## Challenge
Rewrite all of the data below, swapping "takes a single dot" for "gets one point" wherever it appears and leaving everything else as it is. Leave the pictures out of your answer.

[begin Provided data]

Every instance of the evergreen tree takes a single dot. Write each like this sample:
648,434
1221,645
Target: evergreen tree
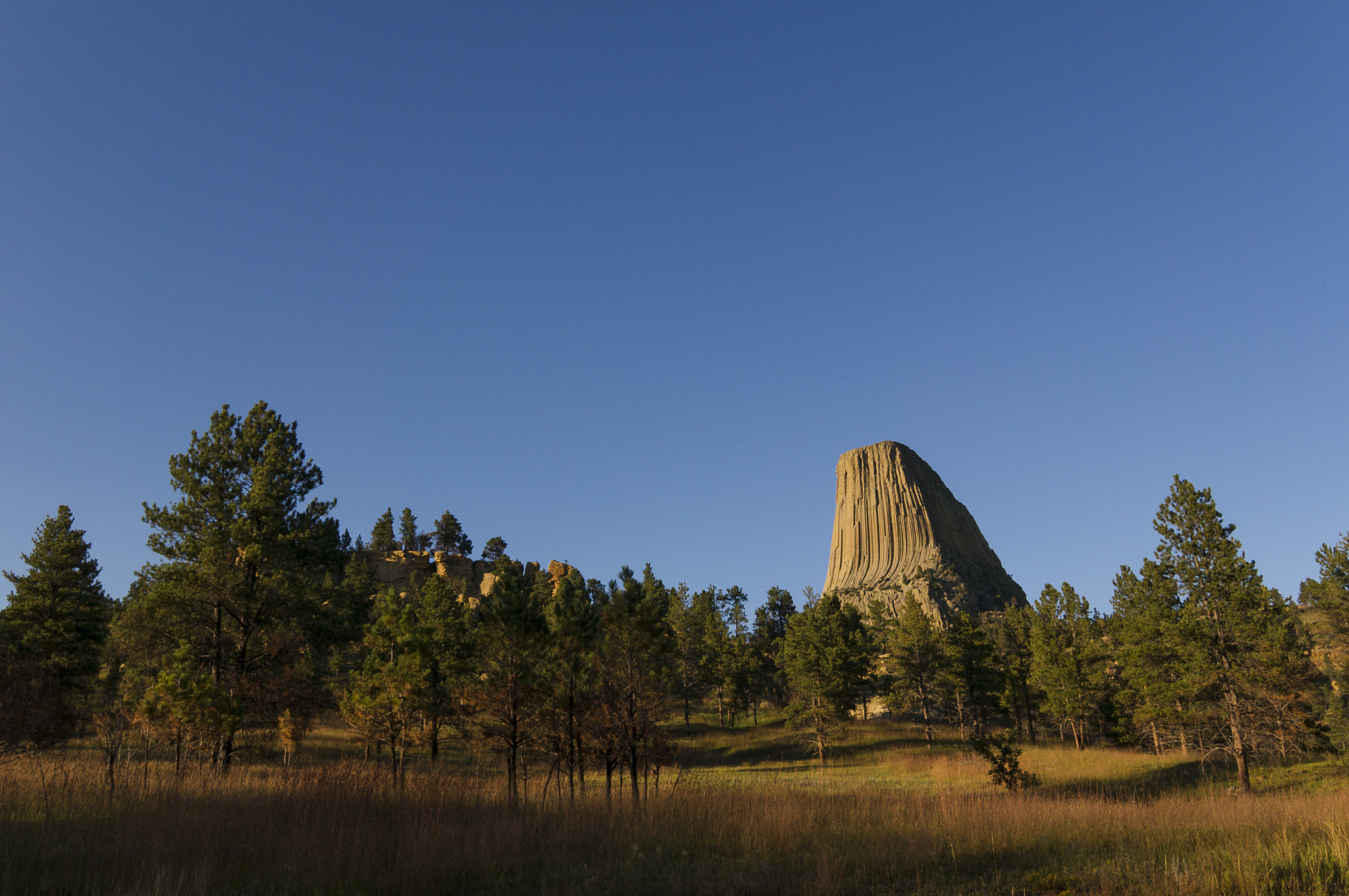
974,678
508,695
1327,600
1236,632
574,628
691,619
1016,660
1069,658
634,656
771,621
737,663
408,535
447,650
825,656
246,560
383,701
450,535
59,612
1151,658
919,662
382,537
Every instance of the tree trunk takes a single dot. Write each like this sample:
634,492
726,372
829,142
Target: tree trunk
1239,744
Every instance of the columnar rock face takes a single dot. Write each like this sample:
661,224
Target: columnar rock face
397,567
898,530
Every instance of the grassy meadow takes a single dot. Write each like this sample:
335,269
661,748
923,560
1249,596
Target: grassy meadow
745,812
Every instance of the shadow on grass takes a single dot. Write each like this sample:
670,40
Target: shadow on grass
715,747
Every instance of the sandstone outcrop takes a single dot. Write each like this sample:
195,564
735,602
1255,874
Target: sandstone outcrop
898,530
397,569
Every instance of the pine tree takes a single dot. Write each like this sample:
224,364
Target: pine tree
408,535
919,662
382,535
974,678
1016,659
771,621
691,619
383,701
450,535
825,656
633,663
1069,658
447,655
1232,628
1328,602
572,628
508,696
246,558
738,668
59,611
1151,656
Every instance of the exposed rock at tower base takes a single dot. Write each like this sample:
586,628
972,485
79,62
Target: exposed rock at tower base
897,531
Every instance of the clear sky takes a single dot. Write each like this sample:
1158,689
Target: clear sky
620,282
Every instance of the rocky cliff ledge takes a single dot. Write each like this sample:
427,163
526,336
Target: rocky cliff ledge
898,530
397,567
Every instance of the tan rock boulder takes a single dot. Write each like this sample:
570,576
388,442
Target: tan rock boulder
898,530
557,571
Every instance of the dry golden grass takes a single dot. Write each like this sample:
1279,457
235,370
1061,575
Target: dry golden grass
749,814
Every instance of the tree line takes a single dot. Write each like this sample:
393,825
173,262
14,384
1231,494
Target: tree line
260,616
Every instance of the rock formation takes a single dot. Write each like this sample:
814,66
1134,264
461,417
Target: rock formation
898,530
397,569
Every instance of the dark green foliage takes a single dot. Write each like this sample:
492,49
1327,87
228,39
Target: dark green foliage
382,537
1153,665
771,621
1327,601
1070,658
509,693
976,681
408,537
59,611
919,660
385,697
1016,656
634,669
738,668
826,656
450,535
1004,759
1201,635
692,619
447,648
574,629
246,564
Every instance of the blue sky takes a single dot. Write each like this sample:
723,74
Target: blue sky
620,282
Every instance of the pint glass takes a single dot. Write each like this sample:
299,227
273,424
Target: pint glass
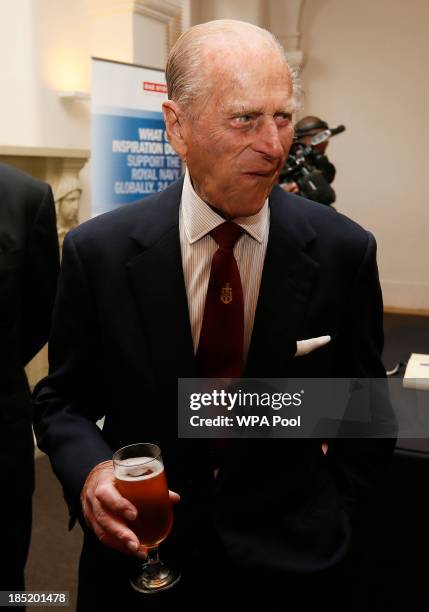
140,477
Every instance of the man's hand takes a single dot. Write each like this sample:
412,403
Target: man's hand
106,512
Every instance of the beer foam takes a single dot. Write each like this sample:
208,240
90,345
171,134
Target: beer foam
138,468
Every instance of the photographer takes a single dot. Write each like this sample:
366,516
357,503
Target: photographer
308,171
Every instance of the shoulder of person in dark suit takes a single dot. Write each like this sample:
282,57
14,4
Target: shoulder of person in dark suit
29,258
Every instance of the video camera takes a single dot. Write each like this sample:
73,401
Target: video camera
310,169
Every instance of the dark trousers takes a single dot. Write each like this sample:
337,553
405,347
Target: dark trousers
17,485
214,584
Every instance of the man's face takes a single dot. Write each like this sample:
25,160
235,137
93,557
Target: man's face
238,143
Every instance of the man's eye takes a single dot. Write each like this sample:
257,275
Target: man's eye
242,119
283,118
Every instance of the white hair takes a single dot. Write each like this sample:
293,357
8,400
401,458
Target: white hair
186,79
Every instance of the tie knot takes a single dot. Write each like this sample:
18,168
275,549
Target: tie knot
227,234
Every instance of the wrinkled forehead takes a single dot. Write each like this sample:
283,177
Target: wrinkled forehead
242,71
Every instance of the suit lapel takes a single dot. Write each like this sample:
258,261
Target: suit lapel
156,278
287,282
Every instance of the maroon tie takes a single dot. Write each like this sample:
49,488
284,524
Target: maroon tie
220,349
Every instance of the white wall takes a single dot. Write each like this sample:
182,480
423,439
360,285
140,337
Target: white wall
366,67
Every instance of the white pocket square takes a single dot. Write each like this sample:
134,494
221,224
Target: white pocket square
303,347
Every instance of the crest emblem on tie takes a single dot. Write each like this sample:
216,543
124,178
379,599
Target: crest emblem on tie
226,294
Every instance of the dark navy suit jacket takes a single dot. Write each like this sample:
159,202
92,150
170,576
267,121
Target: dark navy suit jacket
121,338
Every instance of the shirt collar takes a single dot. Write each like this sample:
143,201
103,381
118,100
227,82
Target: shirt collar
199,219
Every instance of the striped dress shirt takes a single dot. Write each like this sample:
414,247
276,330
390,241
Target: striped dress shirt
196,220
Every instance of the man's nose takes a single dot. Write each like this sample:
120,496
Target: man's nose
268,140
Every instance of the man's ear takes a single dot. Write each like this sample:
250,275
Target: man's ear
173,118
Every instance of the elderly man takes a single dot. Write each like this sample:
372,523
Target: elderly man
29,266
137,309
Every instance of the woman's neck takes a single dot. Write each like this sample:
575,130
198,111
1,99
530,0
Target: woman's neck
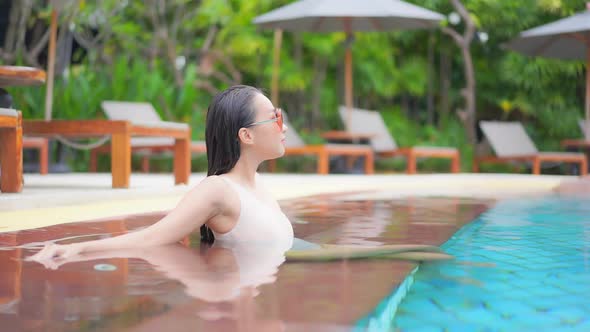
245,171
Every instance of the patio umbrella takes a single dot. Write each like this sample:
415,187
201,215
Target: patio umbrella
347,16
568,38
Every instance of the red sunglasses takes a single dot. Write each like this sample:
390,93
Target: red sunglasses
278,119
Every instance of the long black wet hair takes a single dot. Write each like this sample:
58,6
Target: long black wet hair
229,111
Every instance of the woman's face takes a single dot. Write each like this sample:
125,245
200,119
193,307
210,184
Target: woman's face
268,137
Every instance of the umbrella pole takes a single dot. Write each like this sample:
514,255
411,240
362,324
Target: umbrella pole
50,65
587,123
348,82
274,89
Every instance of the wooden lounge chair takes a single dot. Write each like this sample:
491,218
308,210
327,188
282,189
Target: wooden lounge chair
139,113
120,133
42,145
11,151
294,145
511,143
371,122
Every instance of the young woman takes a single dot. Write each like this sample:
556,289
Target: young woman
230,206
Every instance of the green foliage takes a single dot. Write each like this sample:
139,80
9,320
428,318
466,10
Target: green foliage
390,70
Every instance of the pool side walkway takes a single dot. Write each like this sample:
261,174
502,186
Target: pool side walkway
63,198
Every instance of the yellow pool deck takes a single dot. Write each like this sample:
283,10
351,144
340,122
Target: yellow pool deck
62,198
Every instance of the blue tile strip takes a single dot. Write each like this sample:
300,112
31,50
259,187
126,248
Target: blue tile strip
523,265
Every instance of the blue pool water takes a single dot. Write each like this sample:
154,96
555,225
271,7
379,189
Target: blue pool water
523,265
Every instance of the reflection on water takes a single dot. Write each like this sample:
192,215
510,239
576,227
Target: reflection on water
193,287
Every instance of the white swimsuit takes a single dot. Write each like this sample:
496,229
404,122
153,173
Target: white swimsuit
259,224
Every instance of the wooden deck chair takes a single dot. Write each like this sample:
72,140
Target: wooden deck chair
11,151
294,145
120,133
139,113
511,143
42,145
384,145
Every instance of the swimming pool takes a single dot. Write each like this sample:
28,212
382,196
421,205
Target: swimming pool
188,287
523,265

[end Provided data]

## Solution to the problem
Every instance of the evergreen tree gets one point. Write each like this sample:
648,434
1221,645
Target: evergreen tree
974,678
508,695
1327,600
1236,632
574,628
691,619
1016,660
1069,658
634,656
771,621
737,663
408,535
447,650
825,656
246,560
383,701
450,535
59,612
1151,658
919,662
382,537
Every instance of the tree trunk gets one point. Write each like this sample:
634,492
726,372
829,142
Target: tree trunk
1239,744
Every instance of the columnar rock face gets one point. Write each like this sample:
661,224
Target: columnar rock face
397,567
898,530
Every instance of the grassy meadow gets one point. Write each like this sample:
335,269
661,748
923,560
1249,596
Target: grassy meadow
745,812
Every instance of the shadow on grass gets one point. Write each like this sample:
670,40
Target: shadow on grass
715,747
Every instance of the sandstone outcrop gets one point. Write each like this sample:
195,564
735,602
1255,874
Target: sandstone outcrop
898,530
397,569
Every instance of the pine tree gets one point. Write each like this sample:
224,364
Target: pine tree
408,535
919,662
382,535
974,678
1016,659
771,621
691,619
383,701
450,535
825,656
633,663
1069,658
447,655
1232,628
1328,602
572,628
508,696
246,558
738,668
59,611
1151,656
Every instance of the exposed rock at tower base gets one point. Write each like this sample:
586,628
972,485
79,62
Target: exposed rock at tower base
897,531
Every instance of the clear sky gets one point. Write each like this sample:
1158,689
Target: clear sky
620,282
Every instance of the rocky cliff ledge gets one point. Write each like this sample:
427,163
526,336
Target: rocky cliff ledge
898,530
397,567
Every instance of the tan rock boulder gets one point. Write each like this sample:
570,576
388,442
Target: tan rock boulder
898,530
557,571
Every instance of the dry golden grass gets one point. Write each like this sample:
1279,457
235,370
1061,575
Target: dry golden grass
749,814
Every instance of the tree line gets one point. Write each like this sample:
393,825
173,262
14,384
1231,494
Target: tree line
260,616
Every instance of the rock formation gets one point. Write each like this sample:
814,66
1134,264
461,417
Target: rock formation
898,530
397,569
Every instance of the dark green foliage gets one point. Write each like this sample:
492,49
1327,87
228,39
Target: dark green foliage
382,537
1153,665
771,621
1327,601
1070,658
509,693
976,681
408,537
59,611
919,660
385,697
1016,656
634,669
738,668
826,656
450,535
1004,759
1201,635
692,619
447,648
574,629
246,564
Every instance of the blue sky gets one point. Write each like this sample:
723,74
Target: blue sky
620,282
Every instance of the pint glass gets one point. Write each like this sample:
299,227
273,424
Target: pint glass
140,477
Every instance of the man's hand gets one point. Write each like this sample:
412,403
Target: man's hand
106,512
Every instance of the beer foam gets one point. Write each like this sample:
208,240
90,345
171,134
Target: beer foam
138,468
Every instance of the photographer gets one point. Write each like this sample:
366,516
357,503
Target: photographer
308,171
Every instance of the shoulder of person in dark suit gets one point. Write each like this sample:
282,57
14,4
Target: shoulder of person in dark suit
29,258
Every instance of the video camera gets one point. Write each like this sample:
73,401
Target: video camera
310,169
Every instance of the dark trousers gets one point. Write each like this sample:
337,553
405,347
Target: dark trousers
17,485
214,584
Every instance of the man's face gets one point. Write each like this sample:
25,160
235,137
93,557
Target: man's face
238,143
Every instance of the man's eye gets one point. Write each like this sample:
257,275
Target: man's eye
242,119
283,118
Every instance of the white hair gets one point. Write each like this sample:
293,357
8,400
401,458
Target: white hair
186,79
Every instance of the tie knot gets one point. Write each like this sample:
18,168
275,549
Target: tie knot
227,234
Every instance of the wrinkled forehead gets one point. Write each like this sample:
283,177
Target: wrinkled forehead
242,71
Every instance of the suit lapel gets one point. Write each like this sample:
258,261
Target: suit lapel
156,278
287,282
Every instance of the maroon tie gets one point. Write each like this sample:
49,488
284,524
Target: maroon tie
220,349
Every instance of the white wall gets one point. Write each like this sample:
182,480
423,439
360,285
140,337
Target: white wall
366,67
Every instance of the white pocket square gets one point. Write each like this sample:
134,494
221,224
Target: white pocket square
303,347
Every instance of the crest emblem on tie gets one point. Write each like this sample:
216,543
124,178
379,599
Target: crest emblem on tie
226,294
Every instance of the dark navy suit jacket gets one point. Write each like this sample:
159,202
92,150
170,576
267,121
Target: dark navy suit jacket
121,338
Every instance of the shirt collar gets one point. Write each like this sample:
143,201
103,381
118,100
227,82
Target: shirt collar
199,219
Every instance of the striped dress shirt gets one point. Write each like this sample:
414,247
276,330
390,241
Target: striped dress shirt
196,220
Every instance of the man's nose gets one point. Write each like this sample:
120,496
Target: man's nose
268,140
Every instance of the man's ear gets one point. Write each like this sample:
250,275
Target: man's ear
173,118
Every instance of the elderly man gets one point. Write each like this sample:
372,523
Target: elderly man
29,266
137,309
Every instance of the woman's neck gets one point. Write each like this sample:
575,130
198,111
1,99
530,0
Target: woman's neck
245,171
Every instance of the patio umbrella gets one point. Write each like this sample:
415,187
201,215
Target: patio umbrella
347,16
568,38
Every instance of the red sunglasses gets one point. Write each like this sample:
390,93
Target: red sunglasses
278,119
Every instance of the long black wet hair gets one point. Write each like this sample:
58,6
Target: long black wet hair
229,111
Every instance of the woman's face gets one point. Write each like this sample:
125,245
200,119
193,307
210,184
Target: woman's face
268,137
Every instance of the umbrella pole gets one point. Write each like this sample:
514,255
411,240
362,324
Target: umbrella pole
50,65
587,123
348,82
274,89
Every instance of the wooden lounge chair gets one point. Write each like this sample:
491,218
308,210
327,188
282,189
Target: wooden lounge chair
139,113
120,133
42,145
11,151
294,145
511,143
371,122
Every instance of the young woman gets one point. Write each like this sample:
556,289
Target: young woman
230,206
Every instance of the green foliage gets one point. Write each like this sample:
139,80
9,320
428,318
466,10
Target: green foliage
390,70
Every instance of the pool side walkway gets one point. Write each like this sample:
261,174
502,186
Target: pool side walkway
63,198
Every instance of the yellow pool deck gets one point. Write each like this sample:
283,10
351,144
340,122
Target: yellow pool deck
62,198
Every instance of the blue tile strip gets one point. Write each like this sample:
300,112
31,50
259,187
126,248
Target: blue tile strip
523,265
Every instance of the blue pool water gets one point. Write each like this sample:
154,96
555,225
271,7
379,189
Target: blue pool water
523,265
Every instance of the reflection on water gets one point. Write each like this sample:
192,215
510,239
576,227
Target: reflection on water
193,287
Every instance of the white swimsuit gets one point. Write each like this sample:
496,229
404,122
153,173
Target: white swimsuit
259,224
Every instance of the wooden deck chair gets one point. Write each like this sample:
72,140
Target: wooden deck chair
11,151
294,145
120,133
139,113
511,143
42,145
384,145
Every instance of the swimming pool gets one point. Write each like this sample:
28,212
382,196
421,205
Target: swimming pool
188,287
523,265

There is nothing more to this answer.